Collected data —
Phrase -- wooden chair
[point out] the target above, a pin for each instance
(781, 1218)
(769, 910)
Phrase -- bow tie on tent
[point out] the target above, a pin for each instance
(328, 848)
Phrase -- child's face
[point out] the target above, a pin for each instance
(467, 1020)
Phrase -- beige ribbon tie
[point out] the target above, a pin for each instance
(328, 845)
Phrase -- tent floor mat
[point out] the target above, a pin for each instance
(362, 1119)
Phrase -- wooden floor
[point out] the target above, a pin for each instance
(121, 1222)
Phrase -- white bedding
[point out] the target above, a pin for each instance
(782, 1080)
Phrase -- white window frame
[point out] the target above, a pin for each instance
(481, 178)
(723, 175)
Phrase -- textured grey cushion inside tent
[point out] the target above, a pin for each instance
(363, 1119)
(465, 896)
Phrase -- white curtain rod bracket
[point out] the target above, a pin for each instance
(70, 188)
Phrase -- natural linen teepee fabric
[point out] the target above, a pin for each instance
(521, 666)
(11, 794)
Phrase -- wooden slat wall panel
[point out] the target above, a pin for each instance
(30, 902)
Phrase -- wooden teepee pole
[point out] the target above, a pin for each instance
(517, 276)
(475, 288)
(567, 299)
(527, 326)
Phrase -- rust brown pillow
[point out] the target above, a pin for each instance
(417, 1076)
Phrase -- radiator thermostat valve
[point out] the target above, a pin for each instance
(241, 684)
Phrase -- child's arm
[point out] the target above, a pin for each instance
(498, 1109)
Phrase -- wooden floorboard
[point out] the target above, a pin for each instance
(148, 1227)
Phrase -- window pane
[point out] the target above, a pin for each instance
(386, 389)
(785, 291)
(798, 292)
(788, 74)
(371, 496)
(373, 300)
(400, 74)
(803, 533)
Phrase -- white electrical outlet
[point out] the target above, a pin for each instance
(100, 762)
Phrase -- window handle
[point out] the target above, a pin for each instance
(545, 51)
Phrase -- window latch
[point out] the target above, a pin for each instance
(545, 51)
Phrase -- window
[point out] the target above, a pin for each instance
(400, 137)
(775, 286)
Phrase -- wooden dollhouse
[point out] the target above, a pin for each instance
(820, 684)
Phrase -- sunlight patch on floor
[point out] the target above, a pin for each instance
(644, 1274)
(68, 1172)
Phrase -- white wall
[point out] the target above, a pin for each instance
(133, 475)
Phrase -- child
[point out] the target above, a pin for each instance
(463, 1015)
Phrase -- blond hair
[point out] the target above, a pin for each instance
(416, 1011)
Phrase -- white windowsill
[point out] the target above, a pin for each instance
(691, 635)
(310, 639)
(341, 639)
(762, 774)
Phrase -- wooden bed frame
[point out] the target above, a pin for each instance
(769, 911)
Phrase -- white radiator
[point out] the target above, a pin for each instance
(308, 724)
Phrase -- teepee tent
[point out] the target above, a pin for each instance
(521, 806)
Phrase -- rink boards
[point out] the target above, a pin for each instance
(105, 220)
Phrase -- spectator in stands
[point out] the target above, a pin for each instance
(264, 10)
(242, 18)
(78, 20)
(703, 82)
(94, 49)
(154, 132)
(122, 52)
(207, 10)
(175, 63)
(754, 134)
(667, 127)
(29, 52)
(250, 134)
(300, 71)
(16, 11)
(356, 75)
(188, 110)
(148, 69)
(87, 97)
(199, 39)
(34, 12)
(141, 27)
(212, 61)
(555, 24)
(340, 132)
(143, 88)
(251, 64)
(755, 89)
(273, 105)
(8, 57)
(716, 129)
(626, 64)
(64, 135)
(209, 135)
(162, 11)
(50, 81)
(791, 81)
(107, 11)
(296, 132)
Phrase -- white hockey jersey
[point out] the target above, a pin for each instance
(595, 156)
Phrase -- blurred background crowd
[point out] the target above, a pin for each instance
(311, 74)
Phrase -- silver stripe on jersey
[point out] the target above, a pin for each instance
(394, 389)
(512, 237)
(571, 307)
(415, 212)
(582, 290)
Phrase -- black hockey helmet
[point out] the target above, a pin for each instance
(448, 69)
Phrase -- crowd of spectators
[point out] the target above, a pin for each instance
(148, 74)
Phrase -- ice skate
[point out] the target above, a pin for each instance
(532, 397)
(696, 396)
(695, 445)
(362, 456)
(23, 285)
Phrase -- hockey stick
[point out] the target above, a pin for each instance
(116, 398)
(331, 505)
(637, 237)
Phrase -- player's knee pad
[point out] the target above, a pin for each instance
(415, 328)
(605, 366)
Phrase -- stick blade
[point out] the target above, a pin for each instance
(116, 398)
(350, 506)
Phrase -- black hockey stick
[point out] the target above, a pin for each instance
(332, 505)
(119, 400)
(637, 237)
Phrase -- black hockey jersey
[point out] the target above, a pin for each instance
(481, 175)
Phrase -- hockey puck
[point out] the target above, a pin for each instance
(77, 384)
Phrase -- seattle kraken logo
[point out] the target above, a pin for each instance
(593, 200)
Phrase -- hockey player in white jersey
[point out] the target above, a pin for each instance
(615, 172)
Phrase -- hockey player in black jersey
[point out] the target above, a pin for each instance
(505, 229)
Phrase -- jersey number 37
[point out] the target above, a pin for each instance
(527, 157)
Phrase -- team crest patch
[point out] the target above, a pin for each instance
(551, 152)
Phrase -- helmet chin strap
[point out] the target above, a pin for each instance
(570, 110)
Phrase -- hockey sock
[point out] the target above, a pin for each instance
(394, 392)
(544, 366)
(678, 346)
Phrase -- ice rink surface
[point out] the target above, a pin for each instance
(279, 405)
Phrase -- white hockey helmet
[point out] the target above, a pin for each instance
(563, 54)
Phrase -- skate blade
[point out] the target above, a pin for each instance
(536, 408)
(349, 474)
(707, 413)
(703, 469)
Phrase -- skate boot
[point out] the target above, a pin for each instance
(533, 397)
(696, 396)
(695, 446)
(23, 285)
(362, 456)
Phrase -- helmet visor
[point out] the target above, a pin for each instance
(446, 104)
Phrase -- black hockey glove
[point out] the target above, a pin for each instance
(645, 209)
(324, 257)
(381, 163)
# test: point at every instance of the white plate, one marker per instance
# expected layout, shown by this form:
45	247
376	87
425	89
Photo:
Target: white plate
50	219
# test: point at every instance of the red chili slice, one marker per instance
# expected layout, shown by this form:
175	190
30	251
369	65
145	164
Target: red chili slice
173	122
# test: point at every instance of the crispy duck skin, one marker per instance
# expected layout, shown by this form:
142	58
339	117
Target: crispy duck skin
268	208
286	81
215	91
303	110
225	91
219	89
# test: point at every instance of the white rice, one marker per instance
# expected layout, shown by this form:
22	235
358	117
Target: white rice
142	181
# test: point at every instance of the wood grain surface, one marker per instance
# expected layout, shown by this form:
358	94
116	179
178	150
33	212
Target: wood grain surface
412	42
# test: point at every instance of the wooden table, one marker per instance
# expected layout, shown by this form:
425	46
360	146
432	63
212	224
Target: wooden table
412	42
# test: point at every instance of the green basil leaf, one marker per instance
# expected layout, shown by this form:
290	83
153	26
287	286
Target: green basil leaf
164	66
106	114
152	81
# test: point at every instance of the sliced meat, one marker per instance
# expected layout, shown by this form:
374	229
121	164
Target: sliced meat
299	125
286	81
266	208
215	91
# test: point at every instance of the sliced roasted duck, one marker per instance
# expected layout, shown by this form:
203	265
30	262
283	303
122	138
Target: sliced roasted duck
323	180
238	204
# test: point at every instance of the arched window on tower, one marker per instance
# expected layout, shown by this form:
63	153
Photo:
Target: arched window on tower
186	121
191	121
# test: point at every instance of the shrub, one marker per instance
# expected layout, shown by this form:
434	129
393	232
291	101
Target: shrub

EXERCISE DIRECTIONS —
Bring together all lines in the records where the word "tent" is found.

ANSWER TO THIS TASK —
Phrase -- bow tie on tent
Phrase -- tent floor mat
Phrase -- textured grey cushion inside tent
Phrase -- teepee tent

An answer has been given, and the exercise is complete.